- [Tasks to complete]:
• A. According to the text on Sandhoff disease, at what age does onset typically occur in human infants?
• B. Write out the part of the text on Sandhoff disease that starts at "Currently there is" and ends at "a clinical trial.".
• C. In the text on Sandhoff disease, which diseases are named after the words "quest for understanding diseases such as"?
=== Text provided ===
Sandhoff results from a genetic mutation that reduces the body's supply of an enzyme, called hexosaminidase ("hex"), used by brain cells to metabolize excess fatty material called lipids. Onset is typically at six months in human infants. The accumulation of lipids in brain tissue destroys the brain cells instrumental in controlling and coordinating body movement and results in inexorable deterioration of the brain and spinal cord. Children suffering with Sandhoff rarely see their sixth birthday. Sandhoff mice are similarly affected. Tay-Sachs is predominant to Ashkenazi Jewish populations, while Sandhoff, a severe form of Tay-Sachs, is not limited to any ethnic group. Both diseases are marked with deficient Hex enzyme functioning and are among a known group of about 50 diseases rooted in the inability to metabolize lipids or other materials. While Sandhoff and Tay-Sachs are relatively rare, one person in 5,000 is affected by a disease that falls into a category of lysosomal storage diseases.
Currently there is no treatment for Sandhoff or Tay-Sachs. Given that the human stem cells used in this study-both human neural and embryonic stem cells-were safe and effective in so many mice, the researchers believe that their study may serve as a springboard for development into a clinical trial.
These diseases are part of a much more common group of diseases called "neurogenetic diseases". These findings contribute fundamental basic knowledge about stem cell biology that will help inform medical scientists in their quest for understanding diseases such as Parkinson's, Alzheimer's, ALS, and a host of other neurological diseases.
=== Entries supplied ===
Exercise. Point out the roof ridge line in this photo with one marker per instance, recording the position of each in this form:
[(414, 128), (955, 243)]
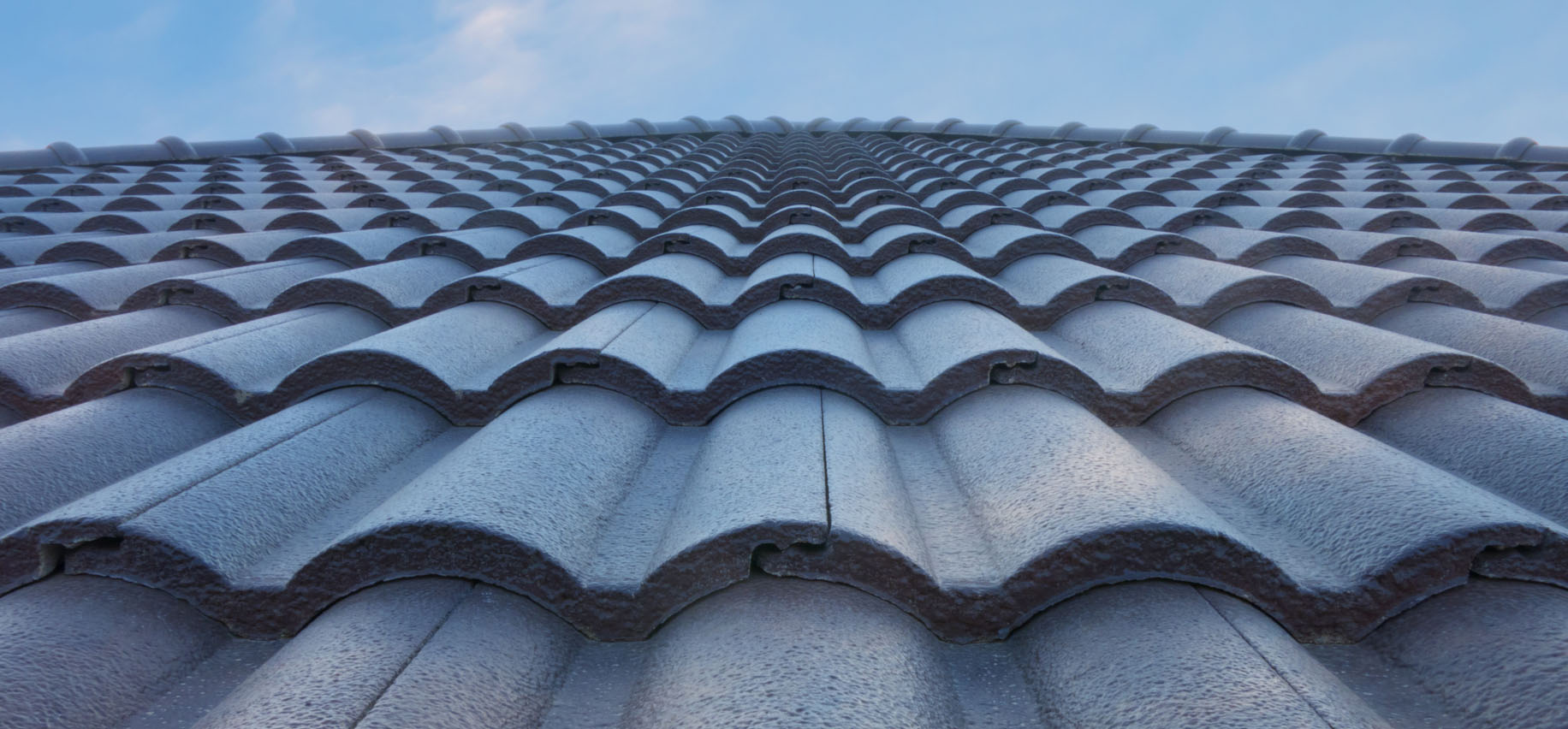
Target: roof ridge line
[(171, 149)]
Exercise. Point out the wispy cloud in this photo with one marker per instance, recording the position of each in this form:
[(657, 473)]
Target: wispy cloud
[(501, 60), (234, 69)]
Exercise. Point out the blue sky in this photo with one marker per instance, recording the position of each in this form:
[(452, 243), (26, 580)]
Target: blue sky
[(104, 73)]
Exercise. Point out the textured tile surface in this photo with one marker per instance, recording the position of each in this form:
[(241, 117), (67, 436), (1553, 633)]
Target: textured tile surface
[(527, 433)]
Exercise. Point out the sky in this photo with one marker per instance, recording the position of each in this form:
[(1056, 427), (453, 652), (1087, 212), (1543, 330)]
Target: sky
[(115, 73)]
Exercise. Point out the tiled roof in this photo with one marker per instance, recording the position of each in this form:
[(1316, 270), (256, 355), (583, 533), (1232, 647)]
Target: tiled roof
[(864, 427)]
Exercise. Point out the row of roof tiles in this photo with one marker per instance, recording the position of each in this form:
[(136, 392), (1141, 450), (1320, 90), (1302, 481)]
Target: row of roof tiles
[(1117, 358), (176, 149), (1007, 502), (563, 290), (439, 653)]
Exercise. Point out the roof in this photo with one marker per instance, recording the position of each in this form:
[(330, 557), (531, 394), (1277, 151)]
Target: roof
[(810, 429)]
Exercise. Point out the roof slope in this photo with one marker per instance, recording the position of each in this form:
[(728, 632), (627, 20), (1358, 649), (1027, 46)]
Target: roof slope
[(460, 414)]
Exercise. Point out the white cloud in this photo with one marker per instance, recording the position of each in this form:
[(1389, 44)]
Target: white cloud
[(490, 62)]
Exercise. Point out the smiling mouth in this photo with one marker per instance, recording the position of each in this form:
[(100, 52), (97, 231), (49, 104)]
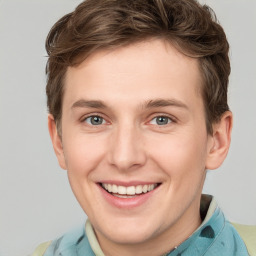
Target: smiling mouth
[(128, 192)]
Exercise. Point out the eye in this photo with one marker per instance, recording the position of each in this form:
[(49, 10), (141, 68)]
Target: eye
[(161, 120), (94, 120)]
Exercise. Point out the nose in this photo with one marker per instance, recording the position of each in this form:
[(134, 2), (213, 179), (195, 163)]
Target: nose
[(126, 151)]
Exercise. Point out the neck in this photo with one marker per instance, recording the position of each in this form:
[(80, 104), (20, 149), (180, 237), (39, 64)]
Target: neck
[(158, 244)]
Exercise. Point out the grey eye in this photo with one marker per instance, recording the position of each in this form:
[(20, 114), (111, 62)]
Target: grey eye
[(95, 120), (161, 120)]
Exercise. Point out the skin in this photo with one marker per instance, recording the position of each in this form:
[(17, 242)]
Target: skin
[(130, 145)]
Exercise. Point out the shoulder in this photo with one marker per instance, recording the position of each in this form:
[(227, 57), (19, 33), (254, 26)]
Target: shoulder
===
- [Expected results]:
• A. Onset typically occurs at six months.

• B.
Currently there is no treatment for Sandhoff or Tay-Sachs. Given that the human stem cells used in this study-both human neural and embryonic stem cells-were safe and effective in so many mice, the researchers believe that their study may serve as a springboard for development into a clinical trial.

• C. Parkinson's, Alzheimer's, ALS